**MATERIAL SHOWN:**
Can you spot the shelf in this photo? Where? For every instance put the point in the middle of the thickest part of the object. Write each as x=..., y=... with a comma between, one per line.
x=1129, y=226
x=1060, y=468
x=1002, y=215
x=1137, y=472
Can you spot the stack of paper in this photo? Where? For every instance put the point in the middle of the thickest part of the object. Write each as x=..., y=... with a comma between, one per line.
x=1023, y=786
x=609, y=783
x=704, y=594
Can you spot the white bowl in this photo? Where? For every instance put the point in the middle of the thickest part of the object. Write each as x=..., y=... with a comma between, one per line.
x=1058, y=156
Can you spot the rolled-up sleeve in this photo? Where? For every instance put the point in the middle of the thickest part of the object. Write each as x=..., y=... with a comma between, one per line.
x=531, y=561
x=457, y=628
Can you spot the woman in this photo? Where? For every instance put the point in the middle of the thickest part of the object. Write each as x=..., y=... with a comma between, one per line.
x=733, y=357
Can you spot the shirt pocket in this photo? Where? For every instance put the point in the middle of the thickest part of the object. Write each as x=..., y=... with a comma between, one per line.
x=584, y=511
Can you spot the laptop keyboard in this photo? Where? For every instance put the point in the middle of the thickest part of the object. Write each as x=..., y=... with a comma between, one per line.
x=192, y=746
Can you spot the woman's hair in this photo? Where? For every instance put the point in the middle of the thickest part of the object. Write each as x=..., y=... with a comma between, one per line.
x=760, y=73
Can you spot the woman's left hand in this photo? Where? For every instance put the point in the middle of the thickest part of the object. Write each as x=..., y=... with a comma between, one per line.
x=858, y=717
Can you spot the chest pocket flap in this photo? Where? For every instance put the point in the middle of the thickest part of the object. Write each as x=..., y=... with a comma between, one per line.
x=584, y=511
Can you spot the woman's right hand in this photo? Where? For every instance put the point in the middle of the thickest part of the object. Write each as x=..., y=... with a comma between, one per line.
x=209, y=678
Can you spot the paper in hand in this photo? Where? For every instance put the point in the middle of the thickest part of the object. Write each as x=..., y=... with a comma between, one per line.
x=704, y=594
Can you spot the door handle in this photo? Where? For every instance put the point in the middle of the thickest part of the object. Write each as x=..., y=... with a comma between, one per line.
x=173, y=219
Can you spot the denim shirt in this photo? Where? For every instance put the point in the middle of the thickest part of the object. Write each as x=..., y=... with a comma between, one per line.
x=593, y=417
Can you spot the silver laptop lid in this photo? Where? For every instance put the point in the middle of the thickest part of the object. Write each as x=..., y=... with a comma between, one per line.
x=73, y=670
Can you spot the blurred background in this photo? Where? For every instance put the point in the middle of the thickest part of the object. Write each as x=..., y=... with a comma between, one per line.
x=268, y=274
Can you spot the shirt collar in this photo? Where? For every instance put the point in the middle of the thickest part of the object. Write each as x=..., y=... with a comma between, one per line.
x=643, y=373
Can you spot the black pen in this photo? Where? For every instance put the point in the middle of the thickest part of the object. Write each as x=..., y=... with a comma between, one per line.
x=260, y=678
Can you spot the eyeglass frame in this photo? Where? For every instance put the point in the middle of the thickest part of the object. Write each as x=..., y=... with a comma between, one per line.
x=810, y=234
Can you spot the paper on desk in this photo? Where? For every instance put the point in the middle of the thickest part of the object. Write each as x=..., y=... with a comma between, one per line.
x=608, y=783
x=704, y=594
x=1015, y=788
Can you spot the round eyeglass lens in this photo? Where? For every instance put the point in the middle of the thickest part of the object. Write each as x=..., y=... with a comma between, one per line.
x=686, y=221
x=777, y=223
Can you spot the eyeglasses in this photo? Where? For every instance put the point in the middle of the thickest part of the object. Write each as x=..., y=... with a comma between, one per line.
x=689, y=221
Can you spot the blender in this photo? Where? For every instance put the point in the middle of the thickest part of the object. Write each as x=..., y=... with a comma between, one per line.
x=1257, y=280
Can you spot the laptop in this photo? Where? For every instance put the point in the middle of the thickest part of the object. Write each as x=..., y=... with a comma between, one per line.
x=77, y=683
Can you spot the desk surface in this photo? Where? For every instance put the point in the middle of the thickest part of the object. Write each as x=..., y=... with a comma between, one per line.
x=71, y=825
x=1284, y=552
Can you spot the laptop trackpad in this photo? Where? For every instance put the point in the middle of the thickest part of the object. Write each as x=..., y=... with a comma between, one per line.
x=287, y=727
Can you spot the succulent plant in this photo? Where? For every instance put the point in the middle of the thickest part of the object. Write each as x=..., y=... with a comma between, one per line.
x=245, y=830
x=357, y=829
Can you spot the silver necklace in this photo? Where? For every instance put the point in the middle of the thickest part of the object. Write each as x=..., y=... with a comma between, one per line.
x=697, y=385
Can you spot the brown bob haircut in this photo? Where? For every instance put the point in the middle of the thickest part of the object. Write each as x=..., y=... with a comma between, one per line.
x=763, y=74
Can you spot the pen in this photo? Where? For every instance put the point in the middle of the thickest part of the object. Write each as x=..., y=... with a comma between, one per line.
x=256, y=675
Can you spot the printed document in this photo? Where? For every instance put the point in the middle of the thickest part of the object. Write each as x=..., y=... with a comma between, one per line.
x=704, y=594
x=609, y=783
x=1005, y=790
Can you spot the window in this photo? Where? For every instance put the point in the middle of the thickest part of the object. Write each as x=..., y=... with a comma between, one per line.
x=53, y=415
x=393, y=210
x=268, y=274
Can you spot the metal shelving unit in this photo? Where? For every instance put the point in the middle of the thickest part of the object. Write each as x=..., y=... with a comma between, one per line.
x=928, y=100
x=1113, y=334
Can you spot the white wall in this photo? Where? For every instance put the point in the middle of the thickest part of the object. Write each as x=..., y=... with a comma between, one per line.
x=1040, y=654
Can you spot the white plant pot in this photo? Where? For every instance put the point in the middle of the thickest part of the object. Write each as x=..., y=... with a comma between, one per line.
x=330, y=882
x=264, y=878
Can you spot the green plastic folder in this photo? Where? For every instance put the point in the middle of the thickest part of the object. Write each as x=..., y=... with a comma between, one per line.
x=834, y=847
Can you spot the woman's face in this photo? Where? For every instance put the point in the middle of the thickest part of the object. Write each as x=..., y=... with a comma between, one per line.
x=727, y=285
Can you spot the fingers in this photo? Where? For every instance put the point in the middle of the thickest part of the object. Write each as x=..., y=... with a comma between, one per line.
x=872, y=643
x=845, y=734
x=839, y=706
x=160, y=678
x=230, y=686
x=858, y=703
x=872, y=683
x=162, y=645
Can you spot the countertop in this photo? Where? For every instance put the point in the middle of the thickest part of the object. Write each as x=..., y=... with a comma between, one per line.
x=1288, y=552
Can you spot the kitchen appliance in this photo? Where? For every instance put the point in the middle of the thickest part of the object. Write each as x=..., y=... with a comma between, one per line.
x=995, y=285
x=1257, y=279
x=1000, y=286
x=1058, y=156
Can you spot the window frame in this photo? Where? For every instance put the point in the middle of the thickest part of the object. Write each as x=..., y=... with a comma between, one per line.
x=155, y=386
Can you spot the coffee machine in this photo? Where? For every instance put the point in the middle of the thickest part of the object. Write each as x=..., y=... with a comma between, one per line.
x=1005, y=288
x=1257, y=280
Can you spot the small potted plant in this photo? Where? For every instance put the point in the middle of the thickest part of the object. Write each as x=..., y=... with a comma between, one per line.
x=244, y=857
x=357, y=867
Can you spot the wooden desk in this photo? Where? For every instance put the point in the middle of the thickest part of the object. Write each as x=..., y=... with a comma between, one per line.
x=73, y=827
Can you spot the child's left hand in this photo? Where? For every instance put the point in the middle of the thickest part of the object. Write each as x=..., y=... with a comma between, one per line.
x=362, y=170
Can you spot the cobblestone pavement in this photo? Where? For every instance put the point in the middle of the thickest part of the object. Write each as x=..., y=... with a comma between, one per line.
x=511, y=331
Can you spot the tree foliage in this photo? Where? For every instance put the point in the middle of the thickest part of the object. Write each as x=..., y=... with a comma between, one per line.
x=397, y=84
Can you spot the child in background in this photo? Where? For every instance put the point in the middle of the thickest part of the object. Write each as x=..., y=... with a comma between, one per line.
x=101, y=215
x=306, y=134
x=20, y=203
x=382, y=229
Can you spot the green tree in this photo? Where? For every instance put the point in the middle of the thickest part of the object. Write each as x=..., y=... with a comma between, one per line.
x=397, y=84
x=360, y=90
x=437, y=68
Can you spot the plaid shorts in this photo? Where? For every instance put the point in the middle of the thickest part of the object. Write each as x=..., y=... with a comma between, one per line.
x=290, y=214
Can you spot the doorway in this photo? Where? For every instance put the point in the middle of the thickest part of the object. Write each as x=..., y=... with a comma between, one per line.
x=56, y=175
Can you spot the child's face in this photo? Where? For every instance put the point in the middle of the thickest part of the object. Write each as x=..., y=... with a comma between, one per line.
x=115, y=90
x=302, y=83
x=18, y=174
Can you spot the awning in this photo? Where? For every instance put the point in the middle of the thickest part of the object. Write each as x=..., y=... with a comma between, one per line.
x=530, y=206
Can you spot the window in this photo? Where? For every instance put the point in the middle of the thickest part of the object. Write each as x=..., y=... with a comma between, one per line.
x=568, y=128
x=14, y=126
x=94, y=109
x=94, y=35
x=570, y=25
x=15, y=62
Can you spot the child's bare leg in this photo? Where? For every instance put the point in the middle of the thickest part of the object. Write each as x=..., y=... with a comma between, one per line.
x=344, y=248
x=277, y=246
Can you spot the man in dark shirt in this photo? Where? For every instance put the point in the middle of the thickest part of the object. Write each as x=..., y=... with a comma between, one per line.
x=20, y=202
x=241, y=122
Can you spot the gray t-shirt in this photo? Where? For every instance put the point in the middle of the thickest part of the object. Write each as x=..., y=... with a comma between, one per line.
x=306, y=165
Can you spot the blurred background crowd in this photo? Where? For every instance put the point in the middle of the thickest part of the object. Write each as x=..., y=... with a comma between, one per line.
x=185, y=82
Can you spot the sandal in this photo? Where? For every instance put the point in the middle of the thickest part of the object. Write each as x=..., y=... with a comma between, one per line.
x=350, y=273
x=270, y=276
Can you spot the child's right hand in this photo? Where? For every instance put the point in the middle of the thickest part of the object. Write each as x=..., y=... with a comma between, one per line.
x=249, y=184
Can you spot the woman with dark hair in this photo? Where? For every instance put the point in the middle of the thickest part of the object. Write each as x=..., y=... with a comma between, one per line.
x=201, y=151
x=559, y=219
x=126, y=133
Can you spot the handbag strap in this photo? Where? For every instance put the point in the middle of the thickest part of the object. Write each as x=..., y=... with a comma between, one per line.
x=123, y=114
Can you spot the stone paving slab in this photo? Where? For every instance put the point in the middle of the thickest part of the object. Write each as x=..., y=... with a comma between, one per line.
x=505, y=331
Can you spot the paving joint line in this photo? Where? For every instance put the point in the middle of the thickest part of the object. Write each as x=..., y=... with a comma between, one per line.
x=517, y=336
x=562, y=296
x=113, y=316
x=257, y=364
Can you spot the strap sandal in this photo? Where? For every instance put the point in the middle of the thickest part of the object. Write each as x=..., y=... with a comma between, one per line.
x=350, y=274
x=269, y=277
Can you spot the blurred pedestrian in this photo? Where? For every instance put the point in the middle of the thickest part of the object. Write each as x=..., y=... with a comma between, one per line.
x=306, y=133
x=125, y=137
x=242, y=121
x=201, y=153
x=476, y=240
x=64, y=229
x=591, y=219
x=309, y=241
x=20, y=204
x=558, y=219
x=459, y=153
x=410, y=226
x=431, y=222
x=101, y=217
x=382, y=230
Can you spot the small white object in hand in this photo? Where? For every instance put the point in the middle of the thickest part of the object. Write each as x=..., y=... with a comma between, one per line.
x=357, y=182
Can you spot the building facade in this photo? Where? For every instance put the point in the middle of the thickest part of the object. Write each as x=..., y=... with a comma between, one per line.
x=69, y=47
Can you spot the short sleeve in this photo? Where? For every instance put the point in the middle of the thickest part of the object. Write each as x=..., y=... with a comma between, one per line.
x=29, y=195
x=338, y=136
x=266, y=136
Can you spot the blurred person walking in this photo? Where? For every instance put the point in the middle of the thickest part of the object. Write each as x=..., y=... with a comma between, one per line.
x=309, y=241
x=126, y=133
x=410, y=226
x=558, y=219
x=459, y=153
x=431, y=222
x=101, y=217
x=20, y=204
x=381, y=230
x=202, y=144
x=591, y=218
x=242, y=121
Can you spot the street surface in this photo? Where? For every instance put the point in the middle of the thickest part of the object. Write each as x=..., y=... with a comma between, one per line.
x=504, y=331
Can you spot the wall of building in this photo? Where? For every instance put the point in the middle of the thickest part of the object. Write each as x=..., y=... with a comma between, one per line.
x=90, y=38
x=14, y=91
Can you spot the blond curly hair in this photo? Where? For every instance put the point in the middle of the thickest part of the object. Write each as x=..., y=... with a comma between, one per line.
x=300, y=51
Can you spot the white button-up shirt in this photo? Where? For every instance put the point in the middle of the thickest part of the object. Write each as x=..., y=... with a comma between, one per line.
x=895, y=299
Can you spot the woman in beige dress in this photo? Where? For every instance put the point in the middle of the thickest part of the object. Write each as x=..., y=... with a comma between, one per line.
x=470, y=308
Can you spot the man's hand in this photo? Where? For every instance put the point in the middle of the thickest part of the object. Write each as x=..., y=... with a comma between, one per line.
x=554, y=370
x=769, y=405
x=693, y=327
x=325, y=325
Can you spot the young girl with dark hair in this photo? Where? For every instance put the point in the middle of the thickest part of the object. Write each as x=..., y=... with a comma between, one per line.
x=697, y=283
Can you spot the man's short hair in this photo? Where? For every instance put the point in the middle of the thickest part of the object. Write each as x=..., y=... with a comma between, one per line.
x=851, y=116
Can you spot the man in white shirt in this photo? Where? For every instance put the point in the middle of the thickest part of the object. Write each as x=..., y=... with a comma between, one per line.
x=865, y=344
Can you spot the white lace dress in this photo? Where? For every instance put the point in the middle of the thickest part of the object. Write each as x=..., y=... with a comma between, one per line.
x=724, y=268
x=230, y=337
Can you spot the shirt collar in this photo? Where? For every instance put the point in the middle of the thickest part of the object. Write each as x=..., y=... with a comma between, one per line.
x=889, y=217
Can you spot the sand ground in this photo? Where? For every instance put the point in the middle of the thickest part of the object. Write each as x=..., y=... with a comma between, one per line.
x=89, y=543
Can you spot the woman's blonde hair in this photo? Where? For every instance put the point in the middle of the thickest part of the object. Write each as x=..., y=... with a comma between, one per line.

**OBJECTIVE:** Rewrite the lines of the material that begin at the line containing "Can you spot the white bowl" and stop after the line containing "x=457, y=628", changing "rolled-up sleeve" to "folded cuff". Leave everything else as it is.

**CORRECT ANSWER:**
Can you spot the white bowl in this photo? Where? For every instance put the point in the middle of the thickest part of the object. Write each as x=..., y=... with a comma between, one per line.
x=1058, y=156
Can you spot the folded cuff in this photo? Where? For every instance put the point in the middle of the thickest part of the object. Write each as x=..., y=... with a comma between, one per line.
x=531, y=561
x=457, y=628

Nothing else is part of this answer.